━━━ 本文

また、特許文献2では、衛星通信における帯域利用率向上のため、同一周波数で双方向通信する方法が提案されている。この通信方法では、2つの地上局が同一の通信衛星に同帯域の信号を送信し、通信衛星が2つの信号を混信して受信する。通信衛星によって、混信信号は、そのまま周波数変換されて地上局に送信されるので、地上局では到来方向に基づく信号分離は不可能である。そのため、地上局では自局の送信信号を混信信号中の一方の信号のレプリカとし、これを受信信号から差し引くことで他局の信号を分離している。
【0004】
特許文献2に対して、特許文献3では、受信信号のレプリカを生成して混信信号を分離する信号分離装置が開示されている。これは、受信信号に含まれる複数の信号の信号パラメータの違いを利用して、抽出順位に従って、通過帯域可変帯域通過フィルタ及び等化判定手段により受信信号から複数の信号を順番に分離して取り出すことを特徴としている。この手法により、複数の信号パラメータの異なる信号が同一周波数を共有して通信を行う条件において、少ない計算量で信号を分離、抽出することが可能にしている。
【先行技術文献】
【特許文献】
【0005】
【特許文献1】特開2008−92363号公報
【特許文献2】米国特許第6859641号明細書
【特許文献3】特開2007−097103号公報
【発明の概要】
【発明が解決しようとする課題】
【0006】
しかしながら、特許文献3に開示されている分離手段は、複数の信号パラメータが既知でなくてはならないという課題がある。具体的には、信号パラメータは、一例として共通の無線チャネルを用いて無線制御信号により通信開始に先立って通知することが前提となっている(例えば、特許文献3の明細書段落[0031])。言い換えると、特許文献3の伝送路推定は、通信に先だって既知の情報を通知し、受信側で既知の情報を保持することが必要となる。そのため、受信側で既知の情報を保持しない場合や保持することができない場合には、受信側で混信信号を分離することができない。

━━━━━━

練習問題:
• a. 本文の「また、特許文献2では、衛星通」から「で他局の信号を分離している。」までの部分を、一字一句違えずに書き写しなさい。
• b. 本文に基づいて、次の問いに答えなさい。
(i) 特許文献2の通信方法で、地上局が混信信号中の一方の信号のレプリカとして用いるものは何か。
(ii) 特許文献3の信号分離装置は、受信信号から複数の信号を順番に分離して取り出す際、どの手段を用いるか。
(iii) 特許文献3に開示されている分離手段の課題として、何が既知でなければならないとされているか。
次に示すレコードは、本文の内容とは関係がない。

━━━ 保存レコード

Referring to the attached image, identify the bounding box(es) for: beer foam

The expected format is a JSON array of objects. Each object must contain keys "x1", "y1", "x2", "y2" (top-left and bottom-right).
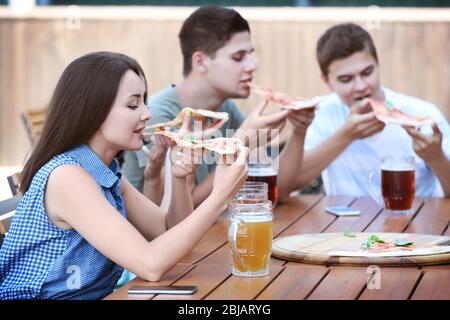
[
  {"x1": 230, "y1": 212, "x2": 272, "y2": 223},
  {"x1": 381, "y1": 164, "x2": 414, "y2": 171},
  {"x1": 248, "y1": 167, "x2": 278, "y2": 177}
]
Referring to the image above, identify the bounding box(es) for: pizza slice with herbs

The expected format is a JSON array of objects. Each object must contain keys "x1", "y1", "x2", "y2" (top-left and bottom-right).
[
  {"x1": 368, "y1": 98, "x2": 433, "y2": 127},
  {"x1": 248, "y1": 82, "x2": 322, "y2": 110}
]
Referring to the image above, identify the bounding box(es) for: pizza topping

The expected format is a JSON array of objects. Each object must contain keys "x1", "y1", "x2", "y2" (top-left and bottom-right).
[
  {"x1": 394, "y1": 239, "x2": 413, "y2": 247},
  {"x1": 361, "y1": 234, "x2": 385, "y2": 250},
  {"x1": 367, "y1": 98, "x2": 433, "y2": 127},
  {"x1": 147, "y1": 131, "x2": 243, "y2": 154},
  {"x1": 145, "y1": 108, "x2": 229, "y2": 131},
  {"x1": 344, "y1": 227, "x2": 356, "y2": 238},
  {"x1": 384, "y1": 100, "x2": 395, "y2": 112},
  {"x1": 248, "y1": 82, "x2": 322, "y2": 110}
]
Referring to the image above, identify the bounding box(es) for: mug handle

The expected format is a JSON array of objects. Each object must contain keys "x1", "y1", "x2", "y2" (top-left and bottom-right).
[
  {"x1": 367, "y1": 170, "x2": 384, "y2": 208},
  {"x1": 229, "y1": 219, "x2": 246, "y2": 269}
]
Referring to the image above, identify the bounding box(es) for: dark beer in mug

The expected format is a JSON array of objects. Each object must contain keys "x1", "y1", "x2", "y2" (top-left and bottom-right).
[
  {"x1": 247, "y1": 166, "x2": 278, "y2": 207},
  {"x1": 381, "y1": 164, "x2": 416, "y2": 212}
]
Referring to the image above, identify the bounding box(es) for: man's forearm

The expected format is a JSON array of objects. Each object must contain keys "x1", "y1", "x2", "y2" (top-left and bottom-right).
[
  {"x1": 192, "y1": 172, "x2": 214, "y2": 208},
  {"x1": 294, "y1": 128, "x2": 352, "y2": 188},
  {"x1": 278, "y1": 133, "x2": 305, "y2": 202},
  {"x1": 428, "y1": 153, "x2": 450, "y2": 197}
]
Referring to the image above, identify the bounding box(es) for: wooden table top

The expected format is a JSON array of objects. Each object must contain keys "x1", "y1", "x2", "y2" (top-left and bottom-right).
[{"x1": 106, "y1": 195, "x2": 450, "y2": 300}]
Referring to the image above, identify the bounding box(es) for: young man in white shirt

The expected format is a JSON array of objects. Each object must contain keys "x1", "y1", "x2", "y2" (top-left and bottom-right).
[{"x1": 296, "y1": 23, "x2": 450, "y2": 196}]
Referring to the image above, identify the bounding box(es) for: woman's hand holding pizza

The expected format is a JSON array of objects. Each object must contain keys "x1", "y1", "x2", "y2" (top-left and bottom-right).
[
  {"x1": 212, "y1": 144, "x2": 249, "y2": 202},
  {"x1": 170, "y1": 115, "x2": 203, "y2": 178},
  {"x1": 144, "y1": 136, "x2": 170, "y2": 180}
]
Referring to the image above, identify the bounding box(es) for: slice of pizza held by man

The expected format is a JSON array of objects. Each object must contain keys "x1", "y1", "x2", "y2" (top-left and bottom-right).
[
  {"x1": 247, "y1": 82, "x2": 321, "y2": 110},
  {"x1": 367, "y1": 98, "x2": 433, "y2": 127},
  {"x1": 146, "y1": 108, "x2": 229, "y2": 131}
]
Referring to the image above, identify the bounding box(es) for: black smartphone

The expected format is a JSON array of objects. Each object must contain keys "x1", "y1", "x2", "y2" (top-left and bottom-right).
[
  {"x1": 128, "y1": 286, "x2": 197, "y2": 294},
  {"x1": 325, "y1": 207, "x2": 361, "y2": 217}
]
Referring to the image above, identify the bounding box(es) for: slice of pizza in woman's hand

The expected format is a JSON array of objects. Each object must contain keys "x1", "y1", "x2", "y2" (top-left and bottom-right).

━━━━━━

解答と解説:
• a.
また、特許文献2では、衛星通信における帯域利用率向上のため、同一周波数で双方向通信する方法が提案されている。この通信方法では、2つの地上局が同一の通信衛星に同帯域の信号を送信し、通信衛星が2つの信号を混信して受信する。通信衛星によって、混信信号は、そのまま周波数変換されて地上局に送信されるので、地上局では到来方向に基づく信号分離は不可能である。そのため、地上局では自局の送信信号を混信信号中の一方の信号のレプリカとし、これを受信信号から差し引くことで他局の信号を分離している。

• b.
(i) 自局の送信信号
(ii) 通過帯域可変帯域通過フィルタ及び等化判定手段
(iii) 複数の信号パラメータ